**ABOUT THIS EXERCISE**
Please repeat each of the records that follow, exactly as written.
GIVEN RECORDS section start
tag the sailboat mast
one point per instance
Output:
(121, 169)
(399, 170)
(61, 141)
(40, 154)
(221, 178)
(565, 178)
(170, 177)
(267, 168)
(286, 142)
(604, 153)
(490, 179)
GIVEN RECORDS section end
**REPLY TO THE TASK**
tag the sailboat mast
one point per instance
Output:
(121, 169)
(399, 170)
(61, 141)
(40, 154)
(221, 178)
(565, 178)
(170, 177)
(267, 168)
(286, 142)
(604, 153)
(490, 179)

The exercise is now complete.